▶ _Extrait choisi_:
⁂

Henri Guillemin ou… l’envers de l’histoire contemporaine -

Pourquoi Henri Guillemin ?

Avec Henri Guillemin, nous entamons un nouveau chapitre passionnant et transversal, mais toujours dans la lignée des activités menées par Kheper.
Henri Guillemin n’est pas seulement l’homme de lettres grand connaisseur de Lamartine, de JJ Rousseau, de Tolstoï et de tant d’autres écrivains, apportant sur chacun des angles de vue inattendus.
Il fut également, titre qui lui a été parfois contesté, un historien spécialiste du XIXème siècle, minutieux, grand chercheur et « passeur de vérités », « héros de l’intolérable vérité », «  sentinelle de l’histoire »1 ; à ce titre, trop peu connu, trop peu cité en France aujourd’hui encore. Et pourtant...
Henri Guillemin (1903-1992) est l’auteur français d’une cinquantaine d’ouvrages écrits, dont certains très controversés. Il fut aussi un de ces orateurs talentueux, conférencier captivant son auditoire durant quelques décennies, répondant aux invitations en Belgique, en France, et bien sûr en Suisse, territoire qui l’avait accueilli en 1942 et où, grâce à la Radio Télévision Suisse (RTS), il fit de magistrales conférences filmées tandis que la télévision française n’en voulait pas.

⁂

▶ _Matériel fourni_:
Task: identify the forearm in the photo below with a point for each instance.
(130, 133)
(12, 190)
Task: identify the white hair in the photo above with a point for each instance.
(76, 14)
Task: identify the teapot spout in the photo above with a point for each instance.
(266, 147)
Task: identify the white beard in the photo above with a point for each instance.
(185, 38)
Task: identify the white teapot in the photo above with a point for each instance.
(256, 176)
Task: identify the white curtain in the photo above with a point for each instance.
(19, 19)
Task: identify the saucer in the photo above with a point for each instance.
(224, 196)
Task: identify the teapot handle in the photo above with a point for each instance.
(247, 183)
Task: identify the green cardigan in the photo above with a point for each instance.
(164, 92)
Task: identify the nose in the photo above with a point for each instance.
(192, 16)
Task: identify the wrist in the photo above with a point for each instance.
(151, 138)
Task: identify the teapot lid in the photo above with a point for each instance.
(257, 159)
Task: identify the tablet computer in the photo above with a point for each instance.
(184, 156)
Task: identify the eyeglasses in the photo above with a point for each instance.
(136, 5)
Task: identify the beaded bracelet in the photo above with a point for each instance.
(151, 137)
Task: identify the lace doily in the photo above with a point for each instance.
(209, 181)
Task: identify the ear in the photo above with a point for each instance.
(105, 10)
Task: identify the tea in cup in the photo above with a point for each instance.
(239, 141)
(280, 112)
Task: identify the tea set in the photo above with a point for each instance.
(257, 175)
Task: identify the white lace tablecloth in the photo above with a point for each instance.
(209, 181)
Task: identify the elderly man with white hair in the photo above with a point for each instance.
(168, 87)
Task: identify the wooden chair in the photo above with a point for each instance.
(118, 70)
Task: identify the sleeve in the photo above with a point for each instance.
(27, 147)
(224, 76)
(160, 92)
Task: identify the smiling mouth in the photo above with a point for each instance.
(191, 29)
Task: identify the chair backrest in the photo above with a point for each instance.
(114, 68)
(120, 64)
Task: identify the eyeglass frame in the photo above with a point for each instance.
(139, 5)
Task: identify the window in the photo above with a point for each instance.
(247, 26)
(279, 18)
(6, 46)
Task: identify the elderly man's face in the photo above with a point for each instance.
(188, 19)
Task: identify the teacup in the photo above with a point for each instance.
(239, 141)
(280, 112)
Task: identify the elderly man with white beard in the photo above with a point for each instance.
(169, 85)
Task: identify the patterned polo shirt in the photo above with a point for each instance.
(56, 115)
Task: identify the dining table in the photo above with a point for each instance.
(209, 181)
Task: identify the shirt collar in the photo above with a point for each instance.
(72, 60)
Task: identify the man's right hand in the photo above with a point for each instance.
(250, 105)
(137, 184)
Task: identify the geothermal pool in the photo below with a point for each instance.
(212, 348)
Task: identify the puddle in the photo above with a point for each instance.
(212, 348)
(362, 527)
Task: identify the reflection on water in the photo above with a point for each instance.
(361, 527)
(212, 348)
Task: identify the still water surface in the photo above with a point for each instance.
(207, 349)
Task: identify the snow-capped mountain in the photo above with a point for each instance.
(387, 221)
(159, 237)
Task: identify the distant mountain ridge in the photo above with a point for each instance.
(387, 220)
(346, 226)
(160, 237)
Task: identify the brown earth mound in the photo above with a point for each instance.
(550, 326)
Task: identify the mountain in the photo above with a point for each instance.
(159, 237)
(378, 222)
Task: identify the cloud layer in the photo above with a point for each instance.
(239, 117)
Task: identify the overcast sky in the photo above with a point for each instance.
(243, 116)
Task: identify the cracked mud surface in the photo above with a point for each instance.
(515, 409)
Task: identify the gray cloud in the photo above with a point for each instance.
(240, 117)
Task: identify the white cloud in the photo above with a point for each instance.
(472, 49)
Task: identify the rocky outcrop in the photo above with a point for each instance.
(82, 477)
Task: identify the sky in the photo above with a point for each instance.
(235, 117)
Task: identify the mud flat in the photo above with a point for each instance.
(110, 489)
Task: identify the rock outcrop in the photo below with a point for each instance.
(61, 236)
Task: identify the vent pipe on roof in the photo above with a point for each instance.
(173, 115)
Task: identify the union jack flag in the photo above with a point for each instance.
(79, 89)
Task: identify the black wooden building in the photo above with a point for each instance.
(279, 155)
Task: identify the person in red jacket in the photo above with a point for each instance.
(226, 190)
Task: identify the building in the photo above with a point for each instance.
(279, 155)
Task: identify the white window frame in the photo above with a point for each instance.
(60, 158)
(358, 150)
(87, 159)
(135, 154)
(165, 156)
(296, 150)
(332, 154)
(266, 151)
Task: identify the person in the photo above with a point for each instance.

⁂

▶ _Liste des tâches_:
a - Extrayez de l'extrait sur Henri Guillemin le passage qui débute aux mots « Henri Guillemin (1903-1992) » et s'arrête après « n’en voulait pas. ».
b - Poursuivez, s'il vous plaît, le texte sur Henri Guillemin à partir de sa dernière phrase.

▶ _Réponses aux exercices_:
a -
Henri Guillemin (1903-1992) est l’auteur français d’une cinquantaine d’ouvrages écrits, dont certains très controversés. Il fut aussi un de ces orateurs talentueux, conférencier captivant son auditoire durant quelques décennies, répondant aux invitations en Belgique, en France, et bien sûr en Suisse, territoire qui l’avait accueilli en 1942 et où, grâce à la Radio Télévision Suisse (RTS), il fit de magistrales conférences filmées tandis que la télévision française n’en voulait pas.

b -
De ce personnage original, on retiendra également qu’il fut un homme de gauche, chrétien, catholique pratiquant, ce qui ne l’empêcha pas d’adopter une position critique envers l’institution ecclésiastique. Position qui fut également controversée.

Mais encore...

Avec les Diplo-docus, événements créés au titre de correspondants des Ami(e)s du Monde diplomatique, c’est l’indépendance de la presse que nous voulions défendre, et la liberté de parole et d’analyse qui en découle logiquement.
Or entre histoire et actualité, il y a une continuité, un fil bien réel dont il peut être passionnant de suivre le déroulement, la logique de causes à effets. Mais au cours des ans, ce fil le long duquel se déplie l’histoire finit par se diluer, processus d’usure naturelle auquel sont soumis les objets et les êtres mais également les événements : d’une génération à l’autre, le temps accomplit son œuvre et engendre l’oubli. À cela s’ajoute le fait que certains faits sont occultés volontairement, travestis parfois. Les historiens, leurs livres, y compris les manuels destinés aux élèves, participent à ce jeu d’opacité pour diverses raisons qu’il est profitable de sonder.
Ceci pour une raison essentielle qu’Henri Guillemin ne cesse de nous rappeler :

« Les événements du passé ont une implication dans le présent ».

Or bon nombre d’entre nous aujourd’hui se sentent piégés par la complexité du monde. Et tout en étant attentifs à accorder nos comportements et idéaux pour vivre en harmonie avec les autres et notre environnement, ce présent, vécu là, en 2021, peut paraître incompréhensible, absurde et insaisissable ; donc source de mal-être.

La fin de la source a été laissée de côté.